> **GIVEN REQUEST**:
State how many lines in the records below contain the string "light". Case counts. Reply with the number alone.

⟨

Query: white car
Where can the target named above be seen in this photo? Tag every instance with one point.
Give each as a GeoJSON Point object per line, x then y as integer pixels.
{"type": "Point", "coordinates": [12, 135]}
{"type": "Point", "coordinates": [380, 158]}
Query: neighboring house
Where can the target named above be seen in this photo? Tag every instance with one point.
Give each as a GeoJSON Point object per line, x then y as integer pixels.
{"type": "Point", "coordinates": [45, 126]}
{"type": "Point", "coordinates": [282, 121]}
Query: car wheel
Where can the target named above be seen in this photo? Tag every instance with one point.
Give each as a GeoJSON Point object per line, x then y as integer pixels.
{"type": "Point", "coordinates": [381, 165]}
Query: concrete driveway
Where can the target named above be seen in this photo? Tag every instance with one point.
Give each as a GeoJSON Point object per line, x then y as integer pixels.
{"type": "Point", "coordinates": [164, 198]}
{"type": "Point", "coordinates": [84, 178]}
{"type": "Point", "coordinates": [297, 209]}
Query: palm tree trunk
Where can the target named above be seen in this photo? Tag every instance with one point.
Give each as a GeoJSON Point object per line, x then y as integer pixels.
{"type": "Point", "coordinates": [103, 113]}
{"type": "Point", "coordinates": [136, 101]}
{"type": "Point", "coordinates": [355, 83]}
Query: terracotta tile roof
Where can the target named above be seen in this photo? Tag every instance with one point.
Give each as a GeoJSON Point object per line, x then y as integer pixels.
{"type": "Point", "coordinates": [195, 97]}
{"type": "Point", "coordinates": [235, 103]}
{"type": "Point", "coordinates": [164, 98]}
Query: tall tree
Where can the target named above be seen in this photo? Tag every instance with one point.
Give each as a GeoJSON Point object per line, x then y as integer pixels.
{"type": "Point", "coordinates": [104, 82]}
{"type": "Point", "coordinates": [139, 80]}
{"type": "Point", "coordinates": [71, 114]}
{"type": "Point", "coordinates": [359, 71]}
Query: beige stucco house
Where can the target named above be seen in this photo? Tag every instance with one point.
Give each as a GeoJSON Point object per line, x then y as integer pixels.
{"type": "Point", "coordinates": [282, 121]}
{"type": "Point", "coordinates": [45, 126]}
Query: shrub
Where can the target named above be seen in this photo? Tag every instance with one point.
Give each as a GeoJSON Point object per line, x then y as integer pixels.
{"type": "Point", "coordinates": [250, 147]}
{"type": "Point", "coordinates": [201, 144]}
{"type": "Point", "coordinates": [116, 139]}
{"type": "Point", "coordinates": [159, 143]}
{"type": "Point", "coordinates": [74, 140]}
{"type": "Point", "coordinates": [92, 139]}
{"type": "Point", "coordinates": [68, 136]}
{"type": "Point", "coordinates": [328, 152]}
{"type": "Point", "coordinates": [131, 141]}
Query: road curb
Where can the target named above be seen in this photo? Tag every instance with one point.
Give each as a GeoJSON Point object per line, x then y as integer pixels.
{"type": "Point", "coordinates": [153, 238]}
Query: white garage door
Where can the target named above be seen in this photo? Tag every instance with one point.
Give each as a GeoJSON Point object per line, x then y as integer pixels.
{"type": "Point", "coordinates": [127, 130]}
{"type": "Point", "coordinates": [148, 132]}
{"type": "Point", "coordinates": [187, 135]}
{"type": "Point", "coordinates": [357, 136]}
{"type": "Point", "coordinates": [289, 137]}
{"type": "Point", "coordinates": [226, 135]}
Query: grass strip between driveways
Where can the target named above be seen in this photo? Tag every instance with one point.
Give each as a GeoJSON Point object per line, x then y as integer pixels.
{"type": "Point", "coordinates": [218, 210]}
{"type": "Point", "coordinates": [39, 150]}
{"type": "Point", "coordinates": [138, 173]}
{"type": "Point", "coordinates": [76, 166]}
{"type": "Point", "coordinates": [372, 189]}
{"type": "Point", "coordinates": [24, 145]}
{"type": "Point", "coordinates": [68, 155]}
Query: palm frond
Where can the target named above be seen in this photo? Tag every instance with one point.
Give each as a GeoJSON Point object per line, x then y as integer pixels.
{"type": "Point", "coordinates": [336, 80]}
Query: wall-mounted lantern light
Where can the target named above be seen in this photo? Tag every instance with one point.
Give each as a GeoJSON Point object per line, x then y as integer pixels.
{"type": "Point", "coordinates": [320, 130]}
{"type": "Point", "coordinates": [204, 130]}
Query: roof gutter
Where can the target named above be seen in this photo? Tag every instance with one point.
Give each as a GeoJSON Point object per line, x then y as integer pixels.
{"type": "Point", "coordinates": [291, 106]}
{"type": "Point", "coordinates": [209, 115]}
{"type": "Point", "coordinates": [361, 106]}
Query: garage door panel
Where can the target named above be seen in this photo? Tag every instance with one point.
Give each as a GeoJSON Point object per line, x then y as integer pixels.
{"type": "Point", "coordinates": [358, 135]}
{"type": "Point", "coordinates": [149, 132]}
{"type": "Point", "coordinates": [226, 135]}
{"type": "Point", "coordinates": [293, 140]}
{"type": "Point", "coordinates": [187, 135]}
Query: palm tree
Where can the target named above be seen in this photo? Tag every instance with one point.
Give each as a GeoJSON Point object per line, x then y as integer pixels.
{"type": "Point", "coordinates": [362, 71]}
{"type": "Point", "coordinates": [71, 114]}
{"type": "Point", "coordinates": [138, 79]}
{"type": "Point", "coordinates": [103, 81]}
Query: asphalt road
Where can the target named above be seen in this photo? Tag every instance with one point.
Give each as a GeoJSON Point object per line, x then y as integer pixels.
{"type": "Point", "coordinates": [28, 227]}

⟩
⟨

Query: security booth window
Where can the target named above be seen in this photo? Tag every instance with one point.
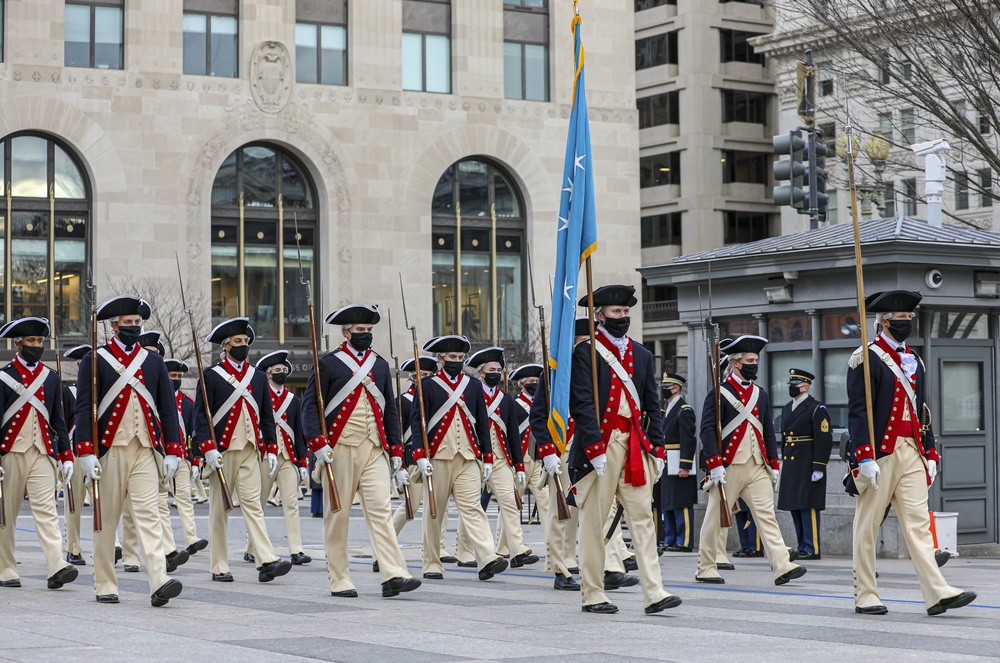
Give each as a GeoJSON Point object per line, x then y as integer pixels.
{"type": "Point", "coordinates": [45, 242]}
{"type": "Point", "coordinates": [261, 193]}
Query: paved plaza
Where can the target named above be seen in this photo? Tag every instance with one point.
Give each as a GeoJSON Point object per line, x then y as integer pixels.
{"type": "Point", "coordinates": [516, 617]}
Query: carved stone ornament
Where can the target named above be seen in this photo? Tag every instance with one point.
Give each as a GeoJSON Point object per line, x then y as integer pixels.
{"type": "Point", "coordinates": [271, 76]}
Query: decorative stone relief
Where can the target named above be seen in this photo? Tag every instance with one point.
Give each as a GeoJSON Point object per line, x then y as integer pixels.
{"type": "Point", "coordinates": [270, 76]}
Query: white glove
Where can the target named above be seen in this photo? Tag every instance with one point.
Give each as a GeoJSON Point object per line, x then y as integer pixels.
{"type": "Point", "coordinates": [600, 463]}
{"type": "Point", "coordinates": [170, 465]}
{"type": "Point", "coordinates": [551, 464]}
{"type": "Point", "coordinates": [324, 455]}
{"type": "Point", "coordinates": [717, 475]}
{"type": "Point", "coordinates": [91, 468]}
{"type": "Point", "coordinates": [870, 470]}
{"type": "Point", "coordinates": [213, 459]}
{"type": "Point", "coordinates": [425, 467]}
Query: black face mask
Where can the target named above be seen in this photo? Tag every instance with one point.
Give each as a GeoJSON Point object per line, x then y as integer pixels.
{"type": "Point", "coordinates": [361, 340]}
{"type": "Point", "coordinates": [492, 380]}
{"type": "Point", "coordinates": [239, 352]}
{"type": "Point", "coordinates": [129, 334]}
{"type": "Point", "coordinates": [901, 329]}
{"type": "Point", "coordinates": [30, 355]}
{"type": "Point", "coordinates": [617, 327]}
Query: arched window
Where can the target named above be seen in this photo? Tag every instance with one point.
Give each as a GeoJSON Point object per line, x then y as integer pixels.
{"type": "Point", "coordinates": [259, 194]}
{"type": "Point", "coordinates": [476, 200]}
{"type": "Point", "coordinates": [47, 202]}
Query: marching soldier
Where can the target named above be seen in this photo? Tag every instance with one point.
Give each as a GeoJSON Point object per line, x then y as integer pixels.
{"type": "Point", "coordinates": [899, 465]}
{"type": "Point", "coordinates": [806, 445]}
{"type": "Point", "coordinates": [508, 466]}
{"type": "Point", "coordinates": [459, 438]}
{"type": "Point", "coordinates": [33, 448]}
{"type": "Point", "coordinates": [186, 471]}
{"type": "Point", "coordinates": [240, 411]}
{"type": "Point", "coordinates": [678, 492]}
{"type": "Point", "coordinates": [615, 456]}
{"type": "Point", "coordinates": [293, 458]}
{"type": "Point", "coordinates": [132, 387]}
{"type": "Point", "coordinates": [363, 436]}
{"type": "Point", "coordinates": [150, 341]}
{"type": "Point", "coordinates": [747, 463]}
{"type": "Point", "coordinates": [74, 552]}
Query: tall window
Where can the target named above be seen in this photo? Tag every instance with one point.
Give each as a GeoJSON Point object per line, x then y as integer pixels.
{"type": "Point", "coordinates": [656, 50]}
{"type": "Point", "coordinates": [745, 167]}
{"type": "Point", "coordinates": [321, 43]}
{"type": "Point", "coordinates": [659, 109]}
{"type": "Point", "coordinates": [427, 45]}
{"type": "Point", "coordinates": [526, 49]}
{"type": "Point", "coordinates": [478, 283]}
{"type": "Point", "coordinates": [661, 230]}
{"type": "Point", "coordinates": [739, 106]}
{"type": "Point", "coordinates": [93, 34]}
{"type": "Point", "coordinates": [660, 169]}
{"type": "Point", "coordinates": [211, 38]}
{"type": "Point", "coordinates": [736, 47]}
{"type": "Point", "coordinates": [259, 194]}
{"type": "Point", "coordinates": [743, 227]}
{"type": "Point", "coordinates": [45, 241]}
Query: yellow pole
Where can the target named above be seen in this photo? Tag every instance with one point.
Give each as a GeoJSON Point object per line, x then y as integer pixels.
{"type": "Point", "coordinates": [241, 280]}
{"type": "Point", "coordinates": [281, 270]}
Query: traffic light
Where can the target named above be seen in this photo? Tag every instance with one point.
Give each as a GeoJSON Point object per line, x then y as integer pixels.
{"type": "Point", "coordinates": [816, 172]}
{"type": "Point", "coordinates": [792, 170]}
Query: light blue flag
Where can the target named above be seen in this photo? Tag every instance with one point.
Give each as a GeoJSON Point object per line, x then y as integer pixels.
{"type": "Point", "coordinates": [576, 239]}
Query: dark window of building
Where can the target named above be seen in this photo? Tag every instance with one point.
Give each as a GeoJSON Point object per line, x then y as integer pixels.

⟩
⟨

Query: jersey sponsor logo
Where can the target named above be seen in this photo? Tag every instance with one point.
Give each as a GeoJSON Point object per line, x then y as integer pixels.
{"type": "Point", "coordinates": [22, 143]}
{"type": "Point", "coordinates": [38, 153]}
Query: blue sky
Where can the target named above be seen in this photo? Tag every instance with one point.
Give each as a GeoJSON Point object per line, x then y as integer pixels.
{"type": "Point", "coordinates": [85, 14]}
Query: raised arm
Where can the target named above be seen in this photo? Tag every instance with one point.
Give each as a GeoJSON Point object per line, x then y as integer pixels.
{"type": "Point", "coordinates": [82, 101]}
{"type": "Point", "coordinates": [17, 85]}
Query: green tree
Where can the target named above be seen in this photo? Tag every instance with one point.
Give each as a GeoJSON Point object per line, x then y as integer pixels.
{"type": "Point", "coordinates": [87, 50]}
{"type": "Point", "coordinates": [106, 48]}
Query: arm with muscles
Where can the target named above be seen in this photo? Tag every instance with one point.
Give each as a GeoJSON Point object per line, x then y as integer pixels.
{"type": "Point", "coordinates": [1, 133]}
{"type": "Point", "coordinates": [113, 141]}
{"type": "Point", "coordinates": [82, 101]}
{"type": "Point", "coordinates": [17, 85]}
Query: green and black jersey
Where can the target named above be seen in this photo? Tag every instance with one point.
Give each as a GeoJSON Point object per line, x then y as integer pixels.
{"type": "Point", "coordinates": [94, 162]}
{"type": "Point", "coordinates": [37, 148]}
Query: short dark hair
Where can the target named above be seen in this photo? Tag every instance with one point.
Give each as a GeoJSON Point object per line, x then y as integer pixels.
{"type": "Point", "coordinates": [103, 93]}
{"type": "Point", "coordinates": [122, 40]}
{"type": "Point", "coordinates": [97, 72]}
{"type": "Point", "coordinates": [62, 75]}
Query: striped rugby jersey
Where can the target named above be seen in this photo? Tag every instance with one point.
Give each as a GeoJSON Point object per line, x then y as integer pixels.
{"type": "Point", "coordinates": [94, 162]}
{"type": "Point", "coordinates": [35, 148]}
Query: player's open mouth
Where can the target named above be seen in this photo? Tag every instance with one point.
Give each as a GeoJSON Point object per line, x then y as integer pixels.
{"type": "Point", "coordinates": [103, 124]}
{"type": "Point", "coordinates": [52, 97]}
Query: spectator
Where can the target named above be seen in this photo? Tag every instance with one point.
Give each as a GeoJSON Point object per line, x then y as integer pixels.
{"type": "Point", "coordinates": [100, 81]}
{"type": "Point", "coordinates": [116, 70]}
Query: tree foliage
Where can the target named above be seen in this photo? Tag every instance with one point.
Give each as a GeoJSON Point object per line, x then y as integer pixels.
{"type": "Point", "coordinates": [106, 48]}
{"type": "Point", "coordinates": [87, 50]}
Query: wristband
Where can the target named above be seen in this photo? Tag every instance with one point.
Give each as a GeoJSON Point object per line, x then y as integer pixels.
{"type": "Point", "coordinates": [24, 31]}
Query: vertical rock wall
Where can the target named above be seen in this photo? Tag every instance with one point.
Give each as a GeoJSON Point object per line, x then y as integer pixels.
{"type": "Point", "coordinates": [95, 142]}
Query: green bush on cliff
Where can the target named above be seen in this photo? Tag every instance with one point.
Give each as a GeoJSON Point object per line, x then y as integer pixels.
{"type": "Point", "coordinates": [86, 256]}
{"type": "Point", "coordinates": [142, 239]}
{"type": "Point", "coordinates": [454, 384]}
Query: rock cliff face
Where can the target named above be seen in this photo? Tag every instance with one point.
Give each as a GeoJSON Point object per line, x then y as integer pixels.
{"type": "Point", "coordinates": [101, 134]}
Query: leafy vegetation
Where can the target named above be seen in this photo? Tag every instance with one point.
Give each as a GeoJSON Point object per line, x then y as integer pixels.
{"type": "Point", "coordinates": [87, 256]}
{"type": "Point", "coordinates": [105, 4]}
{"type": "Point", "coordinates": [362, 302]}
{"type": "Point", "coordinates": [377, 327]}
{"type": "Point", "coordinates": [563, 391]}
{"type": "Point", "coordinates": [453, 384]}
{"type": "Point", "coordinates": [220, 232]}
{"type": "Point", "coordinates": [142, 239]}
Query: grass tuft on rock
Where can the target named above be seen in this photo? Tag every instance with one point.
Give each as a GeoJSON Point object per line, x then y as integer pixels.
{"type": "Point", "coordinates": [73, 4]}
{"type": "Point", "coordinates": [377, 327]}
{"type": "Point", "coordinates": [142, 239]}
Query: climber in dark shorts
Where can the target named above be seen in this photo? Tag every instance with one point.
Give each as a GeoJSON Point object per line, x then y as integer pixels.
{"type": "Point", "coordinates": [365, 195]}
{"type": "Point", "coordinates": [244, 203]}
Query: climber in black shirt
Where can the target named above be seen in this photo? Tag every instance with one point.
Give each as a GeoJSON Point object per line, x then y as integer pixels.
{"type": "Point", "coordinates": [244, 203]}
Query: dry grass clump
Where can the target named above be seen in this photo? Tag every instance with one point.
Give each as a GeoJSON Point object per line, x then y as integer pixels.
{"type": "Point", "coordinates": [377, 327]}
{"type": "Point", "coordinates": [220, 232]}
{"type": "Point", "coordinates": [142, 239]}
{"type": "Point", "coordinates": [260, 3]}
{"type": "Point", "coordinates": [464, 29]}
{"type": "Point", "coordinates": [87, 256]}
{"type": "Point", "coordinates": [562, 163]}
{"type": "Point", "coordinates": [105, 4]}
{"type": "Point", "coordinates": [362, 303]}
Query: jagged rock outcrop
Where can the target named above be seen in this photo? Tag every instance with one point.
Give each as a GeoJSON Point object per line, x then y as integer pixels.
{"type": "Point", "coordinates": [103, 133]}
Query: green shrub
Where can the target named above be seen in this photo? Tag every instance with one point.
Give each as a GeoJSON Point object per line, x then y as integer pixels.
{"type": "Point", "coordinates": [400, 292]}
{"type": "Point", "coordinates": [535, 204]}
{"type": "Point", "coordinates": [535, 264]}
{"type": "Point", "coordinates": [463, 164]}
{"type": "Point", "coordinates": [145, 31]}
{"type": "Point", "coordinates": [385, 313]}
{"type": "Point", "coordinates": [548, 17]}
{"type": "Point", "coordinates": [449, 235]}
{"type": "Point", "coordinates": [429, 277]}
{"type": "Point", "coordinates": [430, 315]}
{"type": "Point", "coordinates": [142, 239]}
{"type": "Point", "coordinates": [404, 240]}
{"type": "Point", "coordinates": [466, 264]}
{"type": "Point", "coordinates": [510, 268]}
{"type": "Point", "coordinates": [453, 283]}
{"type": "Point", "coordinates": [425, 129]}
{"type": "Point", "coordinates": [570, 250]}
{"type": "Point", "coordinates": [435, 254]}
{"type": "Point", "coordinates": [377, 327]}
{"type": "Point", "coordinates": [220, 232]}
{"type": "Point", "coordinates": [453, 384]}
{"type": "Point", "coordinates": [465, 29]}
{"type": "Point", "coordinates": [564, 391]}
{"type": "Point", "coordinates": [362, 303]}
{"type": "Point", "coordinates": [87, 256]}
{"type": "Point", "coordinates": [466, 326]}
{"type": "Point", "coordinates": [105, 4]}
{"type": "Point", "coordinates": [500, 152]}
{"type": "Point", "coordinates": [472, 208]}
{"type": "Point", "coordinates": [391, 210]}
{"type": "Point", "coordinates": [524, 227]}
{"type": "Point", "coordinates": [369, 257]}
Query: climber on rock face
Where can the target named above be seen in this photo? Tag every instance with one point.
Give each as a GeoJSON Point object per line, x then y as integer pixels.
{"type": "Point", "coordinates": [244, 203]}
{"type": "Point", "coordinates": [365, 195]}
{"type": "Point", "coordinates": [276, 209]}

⟩

> **EXPECTED ANSWER**:
3